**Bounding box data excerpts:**
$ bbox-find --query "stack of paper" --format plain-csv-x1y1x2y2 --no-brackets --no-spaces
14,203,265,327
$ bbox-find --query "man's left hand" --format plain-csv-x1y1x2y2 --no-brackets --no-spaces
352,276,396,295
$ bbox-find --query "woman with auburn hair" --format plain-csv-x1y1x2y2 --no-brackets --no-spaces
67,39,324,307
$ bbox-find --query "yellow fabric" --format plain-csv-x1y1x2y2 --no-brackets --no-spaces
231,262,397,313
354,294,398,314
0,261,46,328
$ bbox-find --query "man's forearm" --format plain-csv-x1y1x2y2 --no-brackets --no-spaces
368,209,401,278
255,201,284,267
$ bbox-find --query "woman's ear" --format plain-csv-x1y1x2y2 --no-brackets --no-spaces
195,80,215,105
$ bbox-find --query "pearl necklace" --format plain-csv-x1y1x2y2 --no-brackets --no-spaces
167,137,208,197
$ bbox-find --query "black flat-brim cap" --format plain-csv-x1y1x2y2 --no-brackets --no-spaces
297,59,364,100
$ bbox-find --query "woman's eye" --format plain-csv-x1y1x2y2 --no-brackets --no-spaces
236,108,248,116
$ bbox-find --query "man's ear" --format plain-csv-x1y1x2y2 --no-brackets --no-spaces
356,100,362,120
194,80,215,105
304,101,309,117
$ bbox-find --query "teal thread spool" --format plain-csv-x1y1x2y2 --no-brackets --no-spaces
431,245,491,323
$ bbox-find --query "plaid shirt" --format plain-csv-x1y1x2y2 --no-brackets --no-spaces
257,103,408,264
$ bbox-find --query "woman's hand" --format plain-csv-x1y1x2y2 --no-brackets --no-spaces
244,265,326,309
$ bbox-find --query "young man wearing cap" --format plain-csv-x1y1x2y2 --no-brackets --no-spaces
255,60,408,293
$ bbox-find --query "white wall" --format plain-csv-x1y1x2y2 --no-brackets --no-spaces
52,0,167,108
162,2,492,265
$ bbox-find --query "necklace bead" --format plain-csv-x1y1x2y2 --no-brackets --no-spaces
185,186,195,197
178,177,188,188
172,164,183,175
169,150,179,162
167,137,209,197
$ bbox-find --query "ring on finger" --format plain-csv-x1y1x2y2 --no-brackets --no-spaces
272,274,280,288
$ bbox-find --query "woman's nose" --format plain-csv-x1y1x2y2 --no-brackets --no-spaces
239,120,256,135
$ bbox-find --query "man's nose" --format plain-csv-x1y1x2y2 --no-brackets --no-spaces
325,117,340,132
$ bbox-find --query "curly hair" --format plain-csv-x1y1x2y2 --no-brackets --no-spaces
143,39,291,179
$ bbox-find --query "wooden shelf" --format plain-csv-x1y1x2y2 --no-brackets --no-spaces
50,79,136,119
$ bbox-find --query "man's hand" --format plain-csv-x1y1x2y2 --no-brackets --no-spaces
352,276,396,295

**SHORT TASK:** Reproduce the items above, from the very first line through the line containing "167,137,208,197", with every line unchanged.

**ANSWER TO THIS TASK:**
$ bbox-find --query "stack of paper" --format plain-csv-x1y1x2y2 --no-brackets --no-spaces
14,203,265,327
$ bbox-find --query "man's left hand" --format plain-csv-x1y1x2y2 --no-brackets --no-spaces
352,276,396,295
$ bbox-find --query "woman with auburn hair" --format plain-csv-x1y1x2y2 --no-brackets --no-spaces
67,39,324,307
$ bbox-find --query "yellow fabric" --format plain-csv-x1y1x2y2 --no-brackets --no-spaces
231,262,397,313
354,294,398,314
0,261,46,328
$ bbox-find --query "man's forearm" --format plain-csv-x1y1x2y2 --no-brackets --no-spaces
368,209,401,278
255,201,284,267
$ bbox-find --query "woman's ear" --format plain-csv-x1y1x2y2 --no-brackets --no-spaces
195,80,215,105
$ bbox-find --query "pearl necklace" --format plain-csv-x1y1x2y2 --no-brackets --no-spaces
167,137,208,197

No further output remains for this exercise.